1. Get the raw data out there.

Interesting to hear from Jonty & Richard (museum hackers) - any data is better than no data. Museums, get your raw data out. Stop worrying about completing it and perfecting it. It will never be perfect and waiting until you think it is will stop other trying to do interesting things with it.

Jonty & Richard both said a full dump was more use to them than individual pages, as they'd only have to write routines to find/scrape every page otherwise. The full dump might not be as up to date as the dynamic pages. Museums could provide full dump plus feed of recent changes.

2. Implement basic web best practice.

Each thing should have a persistent structured web page. e.g. Each object, event, place, person documented. Structured could be plain HTML, which is again better than no data.

3. RDFa was seen has having a clearer direction, plus formats that were formally approved, than microformats. There was no obvious microformat for general museum objects.

4. Don't obsess about linked data yet. Until we embed structured data for our records there's no data to link from/to!

 

Why linked data/how's it going to be used - thoughts included better markup of search engine results (e.g. Google rich snippets), potentially link painting by same artist in different collections (possibly via intermediate person record page on common site such as Wikipedia), better structure for hackers to build visualisations on top of.

How much structure - keen users will make do with whatever is there, but structured metadata would increase ability of automated linking of pages.

 

In the education sector particularly, users were more interested in collection/narrative/story level detail on museum object collections rather than individual object records. Museums are often still creating the core object catalogue and haven't yet started creating the level above this. This information is sometimes being created on exhibition microsites, so we need to think about how the data on these sites can also be served as structured data and how it is integrated back into the core collection database at the end of an exhibition.

 

Mia:

Michael made the point: you need a page per thing, with a stable identifer. We need to be able to cite content. We're in the age of point at things. 

Don't do linked data, do structured web pages for each of your 'things'.

Jonty and Richard: if you have a data dump (or an API) a licence to explain how it can be used.

Me: museums need geeks to tell museums what's useful.  [And I think one of the best ways to do this, apart from meetups like this, is hackdays - like usability testing, there's nothing like having someone struggle with your site/data to convince you to improve it.]

Me: if we concentrate on just getting stuff up there, in the first instance, how do we protect the future from well-intentioned short term projects/developers?  Or from projects with purely marketing goals e.g. exhibition microsites that might also include some objects and interpretative information in un-reusable forms?  On a related note, there's a gap in understanding what resources are available to museums - so many museums don't have direct control over their websites, or can only produce brochure-ware sites.

Question from Jonty: how do we contact museums to say we want your data?

People want to contribute, how can we help them?  [This went into a wider discussion of volunteer programmes in museums.]

 

Interestingness

I didn't get to talk to this group so I'm not sure what was discussed and who participated - if you were there, please let us know!

### Supplied records
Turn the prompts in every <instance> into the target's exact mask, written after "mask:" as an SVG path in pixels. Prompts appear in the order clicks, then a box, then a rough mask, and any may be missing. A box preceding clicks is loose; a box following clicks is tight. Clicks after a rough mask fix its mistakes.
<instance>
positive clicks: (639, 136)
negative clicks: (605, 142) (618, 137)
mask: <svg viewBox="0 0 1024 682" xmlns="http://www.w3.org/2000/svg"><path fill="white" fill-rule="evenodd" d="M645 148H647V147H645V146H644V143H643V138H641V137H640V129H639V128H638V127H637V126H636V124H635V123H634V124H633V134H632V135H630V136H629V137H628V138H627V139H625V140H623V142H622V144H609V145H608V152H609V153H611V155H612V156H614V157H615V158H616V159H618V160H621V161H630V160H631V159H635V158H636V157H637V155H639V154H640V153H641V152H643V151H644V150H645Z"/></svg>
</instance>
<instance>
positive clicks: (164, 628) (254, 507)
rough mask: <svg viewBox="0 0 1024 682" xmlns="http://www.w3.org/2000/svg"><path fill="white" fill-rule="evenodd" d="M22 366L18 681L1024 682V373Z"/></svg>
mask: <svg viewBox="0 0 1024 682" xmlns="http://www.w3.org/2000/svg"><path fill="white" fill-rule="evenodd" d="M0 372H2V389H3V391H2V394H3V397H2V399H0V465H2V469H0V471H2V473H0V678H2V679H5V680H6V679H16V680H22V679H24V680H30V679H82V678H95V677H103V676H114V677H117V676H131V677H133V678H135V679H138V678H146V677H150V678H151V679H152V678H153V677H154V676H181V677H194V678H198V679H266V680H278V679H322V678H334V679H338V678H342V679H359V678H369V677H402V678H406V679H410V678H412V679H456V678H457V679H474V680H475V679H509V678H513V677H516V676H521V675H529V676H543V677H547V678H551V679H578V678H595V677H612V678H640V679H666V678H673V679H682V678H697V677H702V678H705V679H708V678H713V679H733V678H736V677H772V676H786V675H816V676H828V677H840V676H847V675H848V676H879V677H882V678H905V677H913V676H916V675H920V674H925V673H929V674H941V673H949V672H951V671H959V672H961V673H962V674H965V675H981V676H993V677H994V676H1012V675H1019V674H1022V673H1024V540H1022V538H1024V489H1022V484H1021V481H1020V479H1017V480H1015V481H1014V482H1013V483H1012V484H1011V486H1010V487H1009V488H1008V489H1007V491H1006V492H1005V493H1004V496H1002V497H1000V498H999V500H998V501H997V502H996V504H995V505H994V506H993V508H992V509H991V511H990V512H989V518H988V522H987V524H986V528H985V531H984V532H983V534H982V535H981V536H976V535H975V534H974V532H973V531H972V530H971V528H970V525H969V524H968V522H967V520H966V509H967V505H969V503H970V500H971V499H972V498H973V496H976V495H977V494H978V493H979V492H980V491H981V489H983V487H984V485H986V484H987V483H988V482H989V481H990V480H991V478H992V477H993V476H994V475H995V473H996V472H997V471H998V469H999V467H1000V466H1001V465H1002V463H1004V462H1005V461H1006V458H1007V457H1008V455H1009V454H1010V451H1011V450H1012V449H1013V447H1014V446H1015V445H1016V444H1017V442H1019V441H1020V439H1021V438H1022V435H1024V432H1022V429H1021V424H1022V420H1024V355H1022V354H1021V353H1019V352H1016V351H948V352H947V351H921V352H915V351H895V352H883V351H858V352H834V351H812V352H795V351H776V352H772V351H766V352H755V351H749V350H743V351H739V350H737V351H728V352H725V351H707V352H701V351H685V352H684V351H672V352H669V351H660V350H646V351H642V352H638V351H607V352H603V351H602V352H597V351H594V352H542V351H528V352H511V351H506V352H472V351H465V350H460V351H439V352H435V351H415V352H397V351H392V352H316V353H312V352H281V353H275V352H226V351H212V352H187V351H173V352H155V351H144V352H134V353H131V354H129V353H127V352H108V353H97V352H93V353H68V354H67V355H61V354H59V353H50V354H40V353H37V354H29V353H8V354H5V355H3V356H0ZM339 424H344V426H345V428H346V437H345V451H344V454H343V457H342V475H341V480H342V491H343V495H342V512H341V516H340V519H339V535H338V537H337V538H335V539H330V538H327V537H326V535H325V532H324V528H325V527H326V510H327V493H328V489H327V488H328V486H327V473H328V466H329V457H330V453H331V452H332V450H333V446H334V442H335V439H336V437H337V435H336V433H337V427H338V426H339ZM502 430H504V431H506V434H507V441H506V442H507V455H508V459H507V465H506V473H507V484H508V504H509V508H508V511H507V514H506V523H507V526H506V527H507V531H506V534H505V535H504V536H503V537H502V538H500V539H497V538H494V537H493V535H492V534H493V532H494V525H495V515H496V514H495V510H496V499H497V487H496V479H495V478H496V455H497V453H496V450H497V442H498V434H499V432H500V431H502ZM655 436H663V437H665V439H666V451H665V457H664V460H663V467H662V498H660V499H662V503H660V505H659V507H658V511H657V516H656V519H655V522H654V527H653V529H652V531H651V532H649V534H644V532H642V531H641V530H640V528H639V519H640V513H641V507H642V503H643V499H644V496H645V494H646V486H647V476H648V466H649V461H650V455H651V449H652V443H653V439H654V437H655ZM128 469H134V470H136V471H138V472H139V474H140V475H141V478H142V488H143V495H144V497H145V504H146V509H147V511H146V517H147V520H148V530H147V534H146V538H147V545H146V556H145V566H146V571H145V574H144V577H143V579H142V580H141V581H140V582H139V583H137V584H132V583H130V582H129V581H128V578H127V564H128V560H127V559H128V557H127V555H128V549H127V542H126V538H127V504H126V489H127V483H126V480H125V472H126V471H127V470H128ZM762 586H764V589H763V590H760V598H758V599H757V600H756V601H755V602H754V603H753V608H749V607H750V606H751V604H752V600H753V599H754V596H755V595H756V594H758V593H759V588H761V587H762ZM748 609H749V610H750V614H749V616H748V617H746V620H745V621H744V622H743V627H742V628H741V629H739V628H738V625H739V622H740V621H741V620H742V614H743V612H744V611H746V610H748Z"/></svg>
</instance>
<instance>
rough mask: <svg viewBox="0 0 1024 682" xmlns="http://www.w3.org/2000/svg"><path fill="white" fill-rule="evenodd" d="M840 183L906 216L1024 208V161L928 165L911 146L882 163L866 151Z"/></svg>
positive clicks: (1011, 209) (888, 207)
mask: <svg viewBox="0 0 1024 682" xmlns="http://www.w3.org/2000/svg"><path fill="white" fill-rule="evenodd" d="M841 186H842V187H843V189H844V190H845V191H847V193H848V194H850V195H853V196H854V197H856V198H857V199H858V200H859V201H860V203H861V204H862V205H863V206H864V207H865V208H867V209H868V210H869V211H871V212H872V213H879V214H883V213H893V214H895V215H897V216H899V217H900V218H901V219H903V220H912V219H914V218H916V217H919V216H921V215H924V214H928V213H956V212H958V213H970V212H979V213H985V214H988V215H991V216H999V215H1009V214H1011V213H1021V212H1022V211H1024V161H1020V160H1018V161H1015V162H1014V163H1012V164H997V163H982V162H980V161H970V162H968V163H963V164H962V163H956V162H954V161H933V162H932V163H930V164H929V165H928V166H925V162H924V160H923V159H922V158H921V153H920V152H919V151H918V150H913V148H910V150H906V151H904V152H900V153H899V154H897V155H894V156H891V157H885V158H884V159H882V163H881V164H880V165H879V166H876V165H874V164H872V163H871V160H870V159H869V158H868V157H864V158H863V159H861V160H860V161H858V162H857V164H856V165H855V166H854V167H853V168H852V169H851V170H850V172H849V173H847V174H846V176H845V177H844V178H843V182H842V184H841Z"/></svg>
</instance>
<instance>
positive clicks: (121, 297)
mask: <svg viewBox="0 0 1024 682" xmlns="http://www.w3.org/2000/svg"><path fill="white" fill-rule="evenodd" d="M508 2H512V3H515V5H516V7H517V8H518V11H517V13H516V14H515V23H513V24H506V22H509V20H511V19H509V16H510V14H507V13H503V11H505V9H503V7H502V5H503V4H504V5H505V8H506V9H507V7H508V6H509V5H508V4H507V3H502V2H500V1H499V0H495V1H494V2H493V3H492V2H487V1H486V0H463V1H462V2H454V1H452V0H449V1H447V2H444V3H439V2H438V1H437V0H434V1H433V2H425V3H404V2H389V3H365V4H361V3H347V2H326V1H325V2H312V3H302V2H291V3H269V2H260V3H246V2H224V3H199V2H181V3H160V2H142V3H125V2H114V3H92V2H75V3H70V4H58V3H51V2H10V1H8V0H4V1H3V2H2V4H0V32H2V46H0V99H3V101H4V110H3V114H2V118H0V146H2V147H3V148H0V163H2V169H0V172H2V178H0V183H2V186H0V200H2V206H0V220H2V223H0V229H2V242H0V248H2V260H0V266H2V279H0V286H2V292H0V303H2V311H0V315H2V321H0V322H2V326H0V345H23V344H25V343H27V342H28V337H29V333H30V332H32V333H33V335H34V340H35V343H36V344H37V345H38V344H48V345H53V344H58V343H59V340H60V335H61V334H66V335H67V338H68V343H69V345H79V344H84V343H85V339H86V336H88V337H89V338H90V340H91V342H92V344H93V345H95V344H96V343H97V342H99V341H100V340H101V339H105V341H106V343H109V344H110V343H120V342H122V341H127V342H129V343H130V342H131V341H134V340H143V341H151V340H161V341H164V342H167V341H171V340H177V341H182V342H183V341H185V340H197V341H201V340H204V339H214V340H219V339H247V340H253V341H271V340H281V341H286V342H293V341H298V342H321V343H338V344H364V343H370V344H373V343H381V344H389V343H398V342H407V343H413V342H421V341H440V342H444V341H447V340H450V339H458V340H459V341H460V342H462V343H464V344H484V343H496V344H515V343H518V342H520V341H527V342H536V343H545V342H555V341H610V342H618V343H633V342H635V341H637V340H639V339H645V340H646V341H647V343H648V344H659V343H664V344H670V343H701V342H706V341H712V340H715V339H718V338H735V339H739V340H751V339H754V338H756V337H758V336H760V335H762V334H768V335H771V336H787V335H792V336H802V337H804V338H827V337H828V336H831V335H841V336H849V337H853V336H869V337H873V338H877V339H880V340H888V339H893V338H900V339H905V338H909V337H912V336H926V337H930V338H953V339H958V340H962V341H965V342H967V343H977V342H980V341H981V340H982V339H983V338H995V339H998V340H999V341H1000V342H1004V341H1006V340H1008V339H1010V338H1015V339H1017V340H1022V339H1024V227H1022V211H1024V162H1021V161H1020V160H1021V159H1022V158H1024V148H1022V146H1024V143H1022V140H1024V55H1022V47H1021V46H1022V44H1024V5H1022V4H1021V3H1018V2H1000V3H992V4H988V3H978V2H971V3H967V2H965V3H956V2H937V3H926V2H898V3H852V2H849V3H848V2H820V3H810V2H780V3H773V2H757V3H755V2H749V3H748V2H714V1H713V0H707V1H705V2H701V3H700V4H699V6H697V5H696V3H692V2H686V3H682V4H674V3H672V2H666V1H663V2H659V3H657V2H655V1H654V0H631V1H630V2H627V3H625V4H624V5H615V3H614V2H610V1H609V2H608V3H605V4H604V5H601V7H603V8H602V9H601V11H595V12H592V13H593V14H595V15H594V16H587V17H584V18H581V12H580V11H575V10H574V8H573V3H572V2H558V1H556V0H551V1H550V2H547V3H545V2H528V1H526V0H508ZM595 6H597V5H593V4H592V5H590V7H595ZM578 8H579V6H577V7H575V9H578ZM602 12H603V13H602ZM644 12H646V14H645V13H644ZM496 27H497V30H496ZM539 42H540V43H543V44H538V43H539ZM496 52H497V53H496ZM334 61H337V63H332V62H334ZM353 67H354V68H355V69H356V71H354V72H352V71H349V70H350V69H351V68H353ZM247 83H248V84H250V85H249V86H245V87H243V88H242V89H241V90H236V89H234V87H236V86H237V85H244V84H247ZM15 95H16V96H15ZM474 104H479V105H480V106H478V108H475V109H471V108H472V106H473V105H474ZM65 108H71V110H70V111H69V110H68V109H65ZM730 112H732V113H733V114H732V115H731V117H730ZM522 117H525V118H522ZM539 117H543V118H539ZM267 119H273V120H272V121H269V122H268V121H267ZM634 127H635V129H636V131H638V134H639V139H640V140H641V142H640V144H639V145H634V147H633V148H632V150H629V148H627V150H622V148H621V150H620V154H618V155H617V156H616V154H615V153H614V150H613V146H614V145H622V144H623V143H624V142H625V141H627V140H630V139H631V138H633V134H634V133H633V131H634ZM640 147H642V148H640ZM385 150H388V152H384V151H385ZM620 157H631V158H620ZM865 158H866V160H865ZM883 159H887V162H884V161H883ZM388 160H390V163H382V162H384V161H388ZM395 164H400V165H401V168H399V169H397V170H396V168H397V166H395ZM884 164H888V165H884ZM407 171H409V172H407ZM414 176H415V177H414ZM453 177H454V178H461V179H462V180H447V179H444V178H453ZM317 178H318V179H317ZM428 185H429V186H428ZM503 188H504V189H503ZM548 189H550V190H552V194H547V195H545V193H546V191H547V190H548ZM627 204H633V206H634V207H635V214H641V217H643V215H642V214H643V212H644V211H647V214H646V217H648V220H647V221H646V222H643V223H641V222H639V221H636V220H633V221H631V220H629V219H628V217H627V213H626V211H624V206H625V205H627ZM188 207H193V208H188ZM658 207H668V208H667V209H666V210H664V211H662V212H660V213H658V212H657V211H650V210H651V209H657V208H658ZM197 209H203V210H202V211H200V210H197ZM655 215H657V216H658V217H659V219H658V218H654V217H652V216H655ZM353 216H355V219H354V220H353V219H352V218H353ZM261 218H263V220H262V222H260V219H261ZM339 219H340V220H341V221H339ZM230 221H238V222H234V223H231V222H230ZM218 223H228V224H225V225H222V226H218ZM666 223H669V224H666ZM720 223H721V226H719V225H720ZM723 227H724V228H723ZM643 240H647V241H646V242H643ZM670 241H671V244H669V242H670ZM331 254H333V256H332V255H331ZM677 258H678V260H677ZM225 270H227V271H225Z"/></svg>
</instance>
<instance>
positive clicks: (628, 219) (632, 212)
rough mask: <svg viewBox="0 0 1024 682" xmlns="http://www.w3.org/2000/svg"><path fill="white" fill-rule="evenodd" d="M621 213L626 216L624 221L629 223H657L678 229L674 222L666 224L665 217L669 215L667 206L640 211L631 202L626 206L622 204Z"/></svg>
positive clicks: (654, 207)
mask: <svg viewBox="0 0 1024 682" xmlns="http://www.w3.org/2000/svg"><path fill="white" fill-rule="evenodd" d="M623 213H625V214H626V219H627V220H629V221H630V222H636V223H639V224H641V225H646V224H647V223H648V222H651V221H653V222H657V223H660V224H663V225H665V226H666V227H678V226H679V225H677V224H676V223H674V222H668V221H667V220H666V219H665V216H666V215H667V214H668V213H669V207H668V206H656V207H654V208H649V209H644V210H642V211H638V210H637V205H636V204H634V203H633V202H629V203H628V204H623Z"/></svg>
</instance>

### Parts of the exercise
#1 Rewrite the stretch of the museum data notes from "Each thing should" through "visualisations on top of.", renaming "RDFa" to "JSON-LD".
#2 In the museum data notes, why did Jonty and Richard find a full dump more useful than individual pages?
#3 Resume the museum data notes after their last sentence.
The records have no connection to the museum data notes.

### Answers given
#1
Each thing should have a persistent structured web page. e.g. Each object, event, place, person documented. Structured could be plain HTML, which is again better than no data.

3. JSON-LD was seen has having a clearer direction, plus formats that were formally approved, than microformats. There was no obvious microformat for general museum objects.

4. Don't obsess about linked data yet. Until we embed structured data for our records there's no data to link from/to!

 

Why linked data/how's it going to be used - thoughts included better markup of search engine results (e.g. Google rich snippets), potentially link painting by same artist in different collections (possibly via intermediate person record page on common site such as Wikipedia), better structure for hackers to build visualisations on top of.

#2 Otherwise they would have to write routines to find and scrape every page.

#3
[Rhiannon wrote up some notes for the MCG blog, I've copied parts of it that relate to the 'interestness' discussion here]

"I was on a table that was discussing 'what might real people use it for'? There were about 8-10 of us on the table and I think the majority were coming at the question from a developer rather than a museum perspective.  What I enjoyed most was hearing about what might be possible and what needed to happen to make it possible.  I didn't necessarily understand every part of what was said, but I enjoyed listening, and made a few comments.

 

I took a few things away with me which I hope sound more realistic than negative.  The first was that it seemed to me to be a great knowledge divide between the people who want the data and the people who have the data.  The message from developers was very much 'we could do such cool stuff, it would be so useful to so many people, and would really benefit museums, why aren't more museums publishing the data for us to do this?'  The immediate answer that sprung to my mind was 'because they don't know that they should be for a start'.  Now I'm not talking about bigger museums here, I'm possibly not even talking about London museums, but I'm talking about your regional museum, which might only have a couple of members of staff, or even, one voluntary curator who only comes in once a week.  It seems to me that those museums might not even think of themselves as having data, let alone know that other people might want it, or how to go about publishing it.  Even if they do know these basic things, they may have other worries.  We all know museum professionals who are still quite skeptical about digital, and about web 2.0, and about the risks to authority, copyright etc etc and it felt to me like there was a colossal amount of work to be done in explaining to these people why releasing their data would be a good thing.

 

There is also, however, a probably-equally important explanation that needs to happen (and this evening was very important towards that) so that the world of developers understands the worries of these museum professionals, which, whilst they can seem frustrating, are often very real and important.  There are also some very practical reasons why museum data just may not be in a state to be released either because it's not that detailed, or because it's not in a state to be made public, for whatever reason.

 

The second big thing I took away occurred once the discussions began to round up, when discussion turned to 'so what are you going to do now?'  It seems to me that two key barriers that need to be overcome before any of us can effect any real change are a) the lack of influence and b) the lack of time that most people who believe that all this is a good idea has to actually influence any national or international change.  It may be that these things can change, but my feeling is that there is a lot of work to be done at this basic level before we can really start achieving the undoubtedly more exciting and useful goals that linked data could achieve."

 

General thoughts

 

Richard Light's notes

These thoughts are my own "take homes" from the discussion, rather than any sense of the meeting's overall conclusions.

What data do museums have?

Database content, mostly fielded and designed mainly for collections management support. Textual materials, much of it in a non-accessible "grey literature" format. Images.

The database content is typically (reasonably) self-consistent within a given environment. Thus we have known properties (from the field name) with usable string values. The challenge from a Linked Data perspective is the cost-effective generation of URLs from the string values currently held, e.g. for people and places, given that different museums will have different vocabularies to control their content.

Who wants to use this data?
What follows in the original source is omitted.